[What this task involves]:
Turn every line of the entries below into a numbered list, skipping any blank lines and leaving the pictures out.

[Information given]:
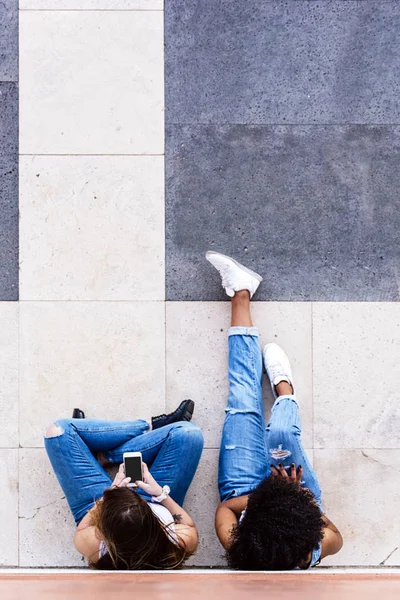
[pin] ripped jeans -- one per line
(248, 447)
(172, 454)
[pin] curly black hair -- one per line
(281, 526)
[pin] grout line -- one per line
(312, 378)
(254, 125)
(79, 10)
(83, 301)
(37, 154)
(19, 432)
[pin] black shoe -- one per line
(184, 412)
(78, 414)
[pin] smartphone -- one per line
(133, 467)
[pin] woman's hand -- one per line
(120, 479)
(149, 484)
(293, 476)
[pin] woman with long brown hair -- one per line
(117, 527)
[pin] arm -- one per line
(227, 516)
(332, 541)
(184, 525)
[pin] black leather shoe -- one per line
(78, 414)
(184, 412)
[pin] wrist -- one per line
(163, 495)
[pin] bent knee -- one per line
(186, 429)
(53, 430)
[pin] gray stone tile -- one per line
(315, 209)
(196, 358)
(8, 226)
(282, 62)
(9, 40)
(361, 494)
(8, 118)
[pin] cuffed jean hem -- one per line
(253, 331)
(285, 397)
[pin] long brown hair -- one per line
(134, 537)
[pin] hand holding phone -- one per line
(133, 467)
(120, 480)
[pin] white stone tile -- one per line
(356, 350)
(46, 525)
(92, 228)
(9, 374)
(197, 357)
(106, 358)
(201, 502)
(91, 82)
(91, 4)
(9, 507)
(361, 495)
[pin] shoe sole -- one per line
(265, 368)
(238, 264)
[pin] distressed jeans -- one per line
(248, 446)
(172, 454)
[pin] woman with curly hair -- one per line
(270, 516)
(118, 527)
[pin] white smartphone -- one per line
(133, 467)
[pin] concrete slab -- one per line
(361, 496)
(99, 89)
(9, 40)
(9, 389)
(282, 62)
(105, 358)
(9, 234)
(9, 507)
(8, 118)
(196, 358)
(313, 209)
(92, 228)
(46, 526)
(356, 353)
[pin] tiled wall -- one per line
(93, 328)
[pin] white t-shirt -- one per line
(163, 515)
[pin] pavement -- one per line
(145, 135)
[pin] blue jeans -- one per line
(172, 454)
(248, 446)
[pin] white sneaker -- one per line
(235, 277)
(277, 366)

[Result for this task]:
1. [pin] ripped jeans -- one per line
2. (248, 447)
3. (172, 454)
4. [pin] curly black hair -- one per line
5. (281, 526)
6. [pin] grout line -- one per line
7. (312, 378)
8. (254, 125)
9. (79, 10)
10. (83, 301)
11. (37, 154)
12. (19, 432)
13. [pin] black shoe -- one per line
14. (184, 412)
15. (78, 414)
16. [pin] smartphone -- one per line
17. (133, 467)
18. [pin] woman's hand -- one per line
19. (120, 479)
20. (149, 484)
21. (293, 476)
22. [pin] woman with long brown hair -- one per line
23. (117, 527)
24. [pin] arm -- one per line
25. (227, 516)
26. (332, 541)
27. (184, 525)
28. [pin] black leather shoe -- one per line
29. (78, 414)
30. (184, 412)
31. [pin] wrist -- one per line
32. (163, 495)
33. [pin] bent knee -- one per line
34. (186, 429)
35. (53, 430)
36. [pin] gray stone tile -- one per line
37. (315, 209)
38. (196, 358)
39. (8, 226)
40. (282, 62)
41. (9, 40)
42. (361, 494)
43. (8, 118)
44. [pin] cuffed jean hem -- one per line
45. (253, 331)
46. (285, 397)
47. [pin] long brown hair -- one per line
48. (134, 537)
49. [pin] hand holding phone -- one per line
50. (133, 467)
51. (120, 480)
52. [pin] white stone tile -- one per line
53. (356, 350)
54. (46, 525)
55. (92, 228)
56. (9, 374)
57. (197, 357)
58. (106, 358)
59. (201, 502)
60. (91, 82)
61. (91, 4)
62. (9, 507)
63. (361, 495)
64. [pin] shoe sole -- one per line
65. (265, 368)
66. (238, 264)
67. [pin] distressed jeans -- one per line
68. (248, 446)
69. (172, 454)
70. [pin] woman with curly hair -- one per line
71. (270, 516)
72. (118, 527)
73. [pin] white smartphone -- one per line
74. (133, 467)
75. [pin] concrete slab -- one per line
76. (361, 496)
77. (99, 89)
78. (9, 40)
79. (9, 389)
80. (282, 62)
81. (105, 358)
82. (9, 234)
83. (9, 507)
84. (8, 118)
85. (196, 358)
86. (313, 209)
87. (92, 228)
88. (46, 526)
89. (356, 353)
90. [pin] tiled wall -- one per line
91. (93, 328)
92. [pin] white t-shirt -- one per line
93. (163, 515)
94. [pin] pavement -- one per line
95. (145, 135)
96. [pin] blue jeans -- one per line
97. (172, 454)
98. (248, 446)
99. [pin] white sneaker -- one per line
100. (235, 277)
101. (277, 366)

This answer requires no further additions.